* Description of the task
Retype only what runs from the line that contains "Guideline: for each instance of the whole" through the last line of the listing below, both lines included.

* Dataset entries
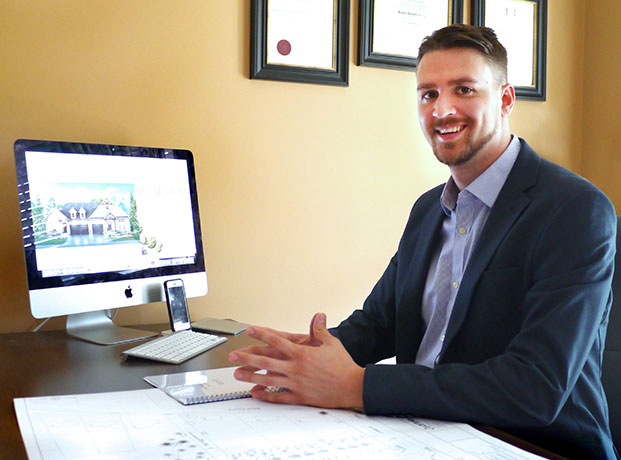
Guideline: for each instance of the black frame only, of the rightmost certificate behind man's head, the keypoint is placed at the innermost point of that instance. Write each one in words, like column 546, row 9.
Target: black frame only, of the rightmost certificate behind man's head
column 537, row 90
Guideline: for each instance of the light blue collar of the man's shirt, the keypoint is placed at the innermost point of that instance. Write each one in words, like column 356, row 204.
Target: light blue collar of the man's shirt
column 487, row 186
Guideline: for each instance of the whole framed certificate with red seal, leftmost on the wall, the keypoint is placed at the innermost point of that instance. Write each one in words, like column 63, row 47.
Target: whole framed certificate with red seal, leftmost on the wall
column 304, row 41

* Answer for the task
Guideline: for each instance of the whole framed certificate with red seal, leftmost on the wall, the keypoint is placed at the innermost point of that instance. Write each one in words, like column 63, row 47.
Target: whole framed certificate with red seal, leftmost on the wall
column 304, row 41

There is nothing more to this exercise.